Copy, exactly as written, the lines that begin at the one containing "Please identify the green tree" and end at the one containing "Please identify the sofa". Skip any pictures in the data below.

_Task material_:
****************

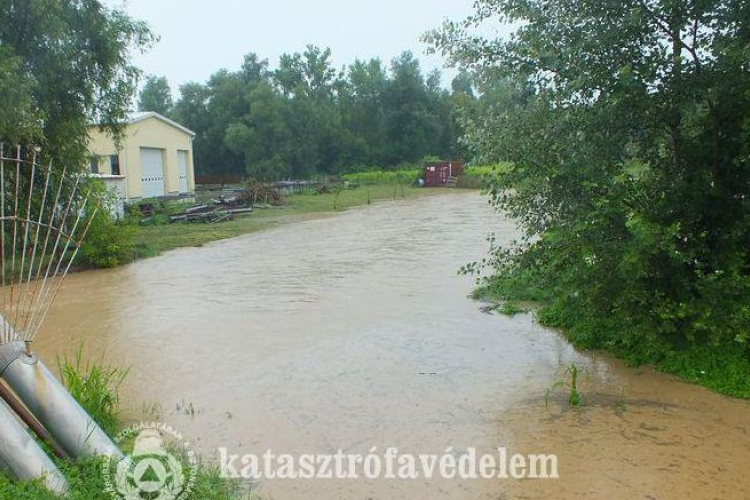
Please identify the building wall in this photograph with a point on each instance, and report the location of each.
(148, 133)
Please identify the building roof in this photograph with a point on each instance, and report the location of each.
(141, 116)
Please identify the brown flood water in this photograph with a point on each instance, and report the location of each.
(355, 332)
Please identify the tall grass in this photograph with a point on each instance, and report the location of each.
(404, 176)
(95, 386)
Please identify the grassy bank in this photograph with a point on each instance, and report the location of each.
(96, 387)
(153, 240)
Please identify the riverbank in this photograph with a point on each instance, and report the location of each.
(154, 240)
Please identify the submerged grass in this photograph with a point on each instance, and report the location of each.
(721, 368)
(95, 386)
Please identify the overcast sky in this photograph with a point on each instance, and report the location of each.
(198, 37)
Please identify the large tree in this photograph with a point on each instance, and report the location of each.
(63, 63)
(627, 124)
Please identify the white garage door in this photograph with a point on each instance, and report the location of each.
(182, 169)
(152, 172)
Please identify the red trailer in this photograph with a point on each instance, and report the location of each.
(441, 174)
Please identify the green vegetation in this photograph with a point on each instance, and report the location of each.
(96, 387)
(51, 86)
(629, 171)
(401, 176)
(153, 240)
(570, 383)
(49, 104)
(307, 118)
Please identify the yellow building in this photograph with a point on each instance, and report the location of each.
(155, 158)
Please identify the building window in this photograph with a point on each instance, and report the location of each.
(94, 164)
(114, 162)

****************

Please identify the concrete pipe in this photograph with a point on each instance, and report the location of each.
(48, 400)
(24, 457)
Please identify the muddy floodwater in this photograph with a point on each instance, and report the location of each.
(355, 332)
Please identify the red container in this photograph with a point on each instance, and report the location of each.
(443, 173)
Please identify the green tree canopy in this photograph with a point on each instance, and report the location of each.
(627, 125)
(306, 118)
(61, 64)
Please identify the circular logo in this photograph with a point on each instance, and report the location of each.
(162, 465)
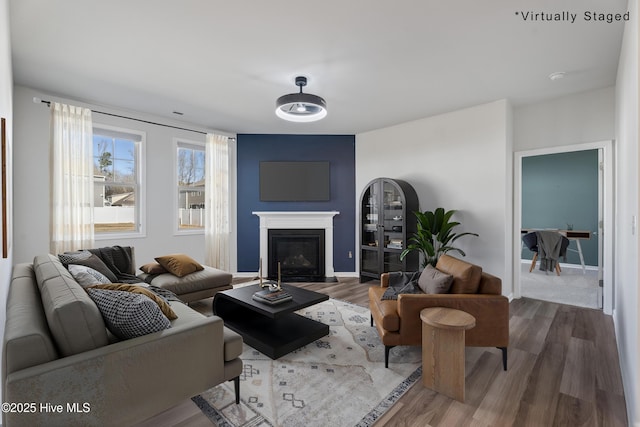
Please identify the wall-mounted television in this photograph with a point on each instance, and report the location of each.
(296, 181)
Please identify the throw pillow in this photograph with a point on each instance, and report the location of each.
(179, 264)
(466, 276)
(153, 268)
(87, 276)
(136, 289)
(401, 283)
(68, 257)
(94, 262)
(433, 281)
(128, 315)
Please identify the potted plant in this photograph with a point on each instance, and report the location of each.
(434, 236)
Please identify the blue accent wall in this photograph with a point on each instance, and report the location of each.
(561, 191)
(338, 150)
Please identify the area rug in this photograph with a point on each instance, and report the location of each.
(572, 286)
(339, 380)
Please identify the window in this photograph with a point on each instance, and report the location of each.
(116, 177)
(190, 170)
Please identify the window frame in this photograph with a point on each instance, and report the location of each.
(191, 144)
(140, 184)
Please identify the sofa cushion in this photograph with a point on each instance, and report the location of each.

****************

_Answer to the exercise_:
Please identify the green tree canopy in this photograph with a point on each instance, and report the location of each.
(627, 125)
(306, 118)
(61, 64)
Please identify the circular logo in this photograph with a point on each instance, and report the location of each.
(162, 465)
Please identify the wall-mounted television in this photograph with a point on each instance, and report the location of each.
(296, 181)
Please identify the throw pillow in this photograph with a point on each instance, and report the location of each.
(179, 264)
(466, 276)
(153, 268)
(87, 276)
(136, 289)
(401, 283)
(68, 257)
(94, 262)
(433, 281)
(128, 315)
Please identify the potted plant in this photograph with a point on each instance, and report the location of each.
(434, 236)
Please identify the blue accent wall in this photograph with a point on each instance, and report the location of each.
(561, 191)
(338, 150)
Please identify the area rug in this photograph with a point on each instance, and report the location of each.
(572, 286)
(339, 380)
Please identify the window in this photograph with a point on each instance, and report the location of each.
(116, 177)
(190, 170)
Please identify the window frame in this photograph with a point on each instance, and report the location of each.
(191, 144)
(140, 184)
Please identify the sofa cushion in this photograph with a point on each instance, and report the location of each.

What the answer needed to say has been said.